--- START ---

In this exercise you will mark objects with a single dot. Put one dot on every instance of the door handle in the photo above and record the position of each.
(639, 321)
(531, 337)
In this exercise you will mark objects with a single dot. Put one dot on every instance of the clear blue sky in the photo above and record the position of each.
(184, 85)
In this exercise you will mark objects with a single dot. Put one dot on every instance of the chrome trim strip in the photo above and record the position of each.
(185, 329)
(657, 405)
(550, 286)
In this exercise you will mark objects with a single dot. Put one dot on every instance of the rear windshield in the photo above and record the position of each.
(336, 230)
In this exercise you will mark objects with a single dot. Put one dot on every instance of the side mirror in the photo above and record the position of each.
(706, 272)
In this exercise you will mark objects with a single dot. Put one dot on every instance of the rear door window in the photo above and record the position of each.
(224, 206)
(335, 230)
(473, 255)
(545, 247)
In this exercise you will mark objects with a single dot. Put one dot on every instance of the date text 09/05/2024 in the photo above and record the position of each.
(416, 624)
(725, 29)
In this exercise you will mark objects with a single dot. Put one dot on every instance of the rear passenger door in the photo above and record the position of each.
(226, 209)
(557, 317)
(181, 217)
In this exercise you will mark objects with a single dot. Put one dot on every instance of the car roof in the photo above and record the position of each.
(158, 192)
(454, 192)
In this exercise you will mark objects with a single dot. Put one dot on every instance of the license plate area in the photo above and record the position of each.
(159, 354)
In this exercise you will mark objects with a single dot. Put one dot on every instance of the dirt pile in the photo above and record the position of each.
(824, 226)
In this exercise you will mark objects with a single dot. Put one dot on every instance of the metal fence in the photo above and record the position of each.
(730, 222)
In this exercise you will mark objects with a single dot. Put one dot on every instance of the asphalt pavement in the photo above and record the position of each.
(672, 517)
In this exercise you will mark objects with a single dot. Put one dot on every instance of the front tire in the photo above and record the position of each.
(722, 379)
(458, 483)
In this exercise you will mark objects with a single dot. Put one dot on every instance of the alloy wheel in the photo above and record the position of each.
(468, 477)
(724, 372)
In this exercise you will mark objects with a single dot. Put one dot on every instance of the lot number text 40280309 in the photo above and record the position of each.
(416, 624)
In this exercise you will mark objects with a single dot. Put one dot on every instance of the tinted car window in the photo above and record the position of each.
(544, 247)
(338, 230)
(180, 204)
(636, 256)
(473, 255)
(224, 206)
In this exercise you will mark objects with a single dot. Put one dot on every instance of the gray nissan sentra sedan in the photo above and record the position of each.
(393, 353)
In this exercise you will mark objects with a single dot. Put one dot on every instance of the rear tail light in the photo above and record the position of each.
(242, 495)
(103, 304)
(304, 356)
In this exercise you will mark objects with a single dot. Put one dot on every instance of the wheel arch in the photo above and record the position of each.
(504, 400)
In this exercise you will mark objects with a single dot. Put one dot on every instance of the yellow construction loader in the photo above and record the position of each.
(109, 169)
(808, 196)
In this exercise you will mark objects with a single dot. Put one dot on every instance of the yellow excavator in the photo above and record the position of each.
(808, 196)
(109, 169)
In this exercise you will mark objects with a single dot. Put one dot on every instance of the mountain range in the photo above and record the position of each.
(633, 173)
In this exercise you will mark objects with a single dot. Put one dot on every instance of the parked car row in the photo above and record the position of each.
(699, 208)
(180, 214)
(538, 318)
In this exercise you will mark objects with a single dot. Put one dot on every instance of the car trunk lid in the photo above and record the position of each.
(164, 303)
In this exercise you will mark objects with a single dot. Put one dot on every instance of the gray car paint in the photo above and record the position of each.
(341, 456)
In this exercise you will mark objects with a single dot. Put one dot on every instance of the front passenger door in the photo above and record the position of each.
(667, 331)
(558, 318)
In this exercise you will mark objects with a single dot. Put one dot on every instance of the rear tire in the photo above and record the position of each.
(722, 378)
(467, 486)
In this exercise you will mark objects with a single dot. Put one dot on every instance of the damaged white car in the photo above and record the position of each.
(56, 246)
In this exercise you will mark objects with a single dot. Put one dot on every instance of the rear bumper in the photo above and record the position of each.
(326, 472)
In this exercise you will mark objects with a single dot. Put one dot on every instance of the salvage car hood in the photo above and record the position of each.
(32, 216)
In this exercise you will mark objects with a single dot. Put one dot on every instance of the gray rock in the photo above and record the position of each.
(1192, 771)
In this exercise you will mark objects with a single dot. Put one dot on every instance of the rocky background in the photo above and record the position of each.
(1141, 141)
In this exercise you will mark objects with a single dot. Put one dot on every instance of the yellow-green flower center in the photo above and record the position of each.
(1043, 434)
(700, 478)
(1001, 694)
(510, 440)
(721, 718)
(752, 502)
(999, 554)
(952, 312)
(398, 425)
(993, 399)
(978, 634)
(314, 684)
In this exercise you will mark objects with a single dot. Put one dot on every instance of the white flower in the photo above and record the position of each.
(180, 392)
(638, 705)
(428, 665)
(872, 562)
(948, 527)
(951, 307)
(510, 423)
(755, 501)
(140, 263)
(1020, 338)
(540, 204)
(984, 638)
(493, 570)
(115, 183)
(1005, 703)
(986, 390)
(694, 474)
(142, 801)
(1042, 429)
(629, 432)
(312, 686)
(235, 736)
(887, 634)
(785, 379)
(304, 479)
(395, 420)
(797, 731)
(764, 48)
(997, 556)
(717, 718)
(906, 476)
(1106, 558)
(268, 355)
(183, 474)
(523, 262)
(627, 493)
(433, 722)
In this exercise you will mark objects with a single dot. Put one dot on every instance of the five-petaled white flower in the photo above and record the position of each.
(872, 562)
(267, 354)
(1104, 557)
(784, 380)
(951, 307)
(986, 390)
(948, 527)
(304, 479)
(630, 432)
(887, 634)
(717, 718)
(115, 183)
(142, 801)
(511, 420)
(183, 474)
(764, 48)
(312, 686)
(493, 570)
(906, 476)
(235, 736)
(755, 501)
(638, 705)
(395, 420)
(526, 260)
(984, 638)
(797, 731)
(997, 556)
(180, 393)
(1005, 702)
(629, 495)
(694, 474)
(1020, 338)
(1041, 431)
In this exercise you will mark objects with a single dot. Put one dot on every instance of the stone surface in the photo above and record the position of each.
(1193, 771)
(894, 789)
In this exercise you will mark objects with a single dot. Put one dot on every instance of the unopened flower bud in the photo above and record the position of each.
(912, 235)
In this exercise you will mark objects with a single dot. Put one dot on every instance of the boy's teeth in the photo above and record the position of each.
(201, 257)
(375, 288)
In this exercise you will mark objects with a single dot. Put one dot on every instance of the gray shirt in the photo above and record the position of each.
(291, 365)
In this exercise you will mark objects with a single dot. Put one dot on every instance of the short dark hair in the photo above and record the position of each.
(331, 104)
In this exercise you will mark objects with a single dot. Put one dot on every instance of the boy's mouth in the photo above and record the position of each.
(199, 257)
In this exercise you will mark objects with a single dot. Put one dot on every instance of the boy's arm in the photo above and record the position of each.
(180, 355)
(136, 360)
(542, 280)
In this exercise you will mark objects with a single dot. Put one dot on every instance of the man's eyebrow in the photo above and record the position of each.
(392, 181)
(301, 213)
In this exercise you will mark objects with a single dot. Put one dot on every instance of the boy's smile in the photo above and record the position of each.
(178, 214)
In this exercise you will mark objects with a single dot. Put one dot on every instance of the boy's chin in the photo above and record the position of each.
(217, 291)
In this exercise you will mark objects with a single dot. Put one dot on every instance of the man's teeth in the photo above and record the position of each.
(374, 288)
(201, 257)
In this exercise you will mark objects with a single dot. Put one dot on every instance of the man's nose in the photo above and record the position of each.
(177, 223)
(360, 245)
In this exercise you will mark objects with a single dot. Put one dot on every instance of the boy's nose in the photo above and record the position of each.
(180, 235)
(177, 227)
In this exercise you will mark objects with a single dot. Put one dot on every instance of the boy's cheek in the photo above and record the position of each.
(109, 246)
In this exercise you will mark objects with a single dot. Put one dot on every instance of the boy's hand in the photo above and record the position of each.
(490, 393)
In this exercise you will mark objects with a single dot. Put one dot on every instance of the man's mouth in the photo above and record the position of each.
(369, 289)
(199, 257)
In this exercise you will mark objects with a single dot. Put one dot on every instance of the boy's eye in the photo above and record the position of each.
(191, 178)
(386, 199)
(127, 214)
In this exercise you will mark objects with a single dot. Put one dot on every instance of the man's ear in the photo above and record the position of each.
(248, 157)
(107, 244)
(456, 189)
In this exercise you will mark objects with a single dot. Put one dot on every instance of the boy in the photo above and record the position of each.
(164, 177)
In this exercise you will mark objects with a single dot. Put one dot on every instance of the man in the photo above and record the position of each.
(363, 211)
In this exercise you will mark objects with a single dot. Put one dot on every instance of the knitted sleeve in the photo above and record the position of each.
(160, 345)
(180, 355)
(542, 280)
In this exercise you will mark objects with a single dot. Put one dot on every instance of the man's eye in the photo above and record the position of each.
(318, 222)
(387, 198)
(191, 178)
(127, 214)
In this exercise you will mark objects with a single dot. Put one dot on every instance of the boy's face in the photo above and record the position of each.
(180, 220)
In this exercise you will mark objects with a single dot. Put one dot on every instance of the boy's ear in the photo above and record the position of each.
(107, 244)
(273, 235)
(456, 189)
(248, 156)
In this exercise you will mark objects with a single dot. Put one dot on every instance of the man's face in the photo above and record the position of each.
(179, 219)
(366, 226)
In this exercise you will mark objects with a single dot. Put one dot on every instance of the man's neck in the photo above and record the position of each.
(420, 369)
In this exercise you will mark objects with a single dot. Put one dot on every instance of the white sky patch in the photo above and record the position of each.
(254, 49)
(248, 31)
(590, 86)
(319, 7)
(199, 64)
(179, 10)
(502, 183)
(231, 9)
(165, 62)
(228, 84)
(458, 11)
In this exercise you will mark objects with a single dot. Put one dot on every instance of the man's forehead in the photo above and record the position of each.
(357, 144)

--- END ---

- DO THIS
From the line with "of the boy in" to the last line of the material, give every line again exactly, and only those lines.

- OUTPUT BELOW
In this exercise you will mark objects with a single dot. Put one dot on every instance of the boy in the photo above and record the position of each.
(164, 177)
In this exercise you will mark objects with a single dot. Put one dot on every instance of the man in the photo above and record the position of each.
(363, 211)
In this exercise you will mark objects with a single dot. Put one dot on every instance of the knitted sleeve in the photo above and record the position of each.
(160, 345)
(180, 355)
(542, 280)
In this exercise you will mark objects with a single dot. Put one dot on every instance of the man's eye in the photo above and record the position of each.
(318, 222)
(387, 198)
(191, 178)
(127, 214)
In this exercise you will mark objects with a single dot. Put one dot on every instance of the boy's face in the photo above and record the position of each.
(180, 220)
In this exercise you will mark objects with a single dot. Put one dot on every instance of the boy's ear in the photo above and record the position of each.
(107, 244)
(273, 235)
(456, 189)
(248, 156)
In this exercise you will mark objects with a single dot. Put one dot on every instance of the man's face in the photo above and record the position of each.
(179, 219)
(366, 226)
In this exercise you will mark objects with a single dot. Put one dot on every instance of the man's neck in the photo above and record the position of each.
(420, 369)
In this exercise you will mark objects with a single dot. Put one dot on every instance of the white sky patch in the photo above and record the position of each.
(254, 49)
(248, 31)
(590, 86)
(319, 7)
(199, 64)
(179, 10)
(502, 183)
(231, 9)
(165, 62)
(228, 84)
(458, 11)
In this exercise you will mark objects with a single dot. Put one dot on every instance of the man's forehead in the photo above and record the position of each.
(357, 144)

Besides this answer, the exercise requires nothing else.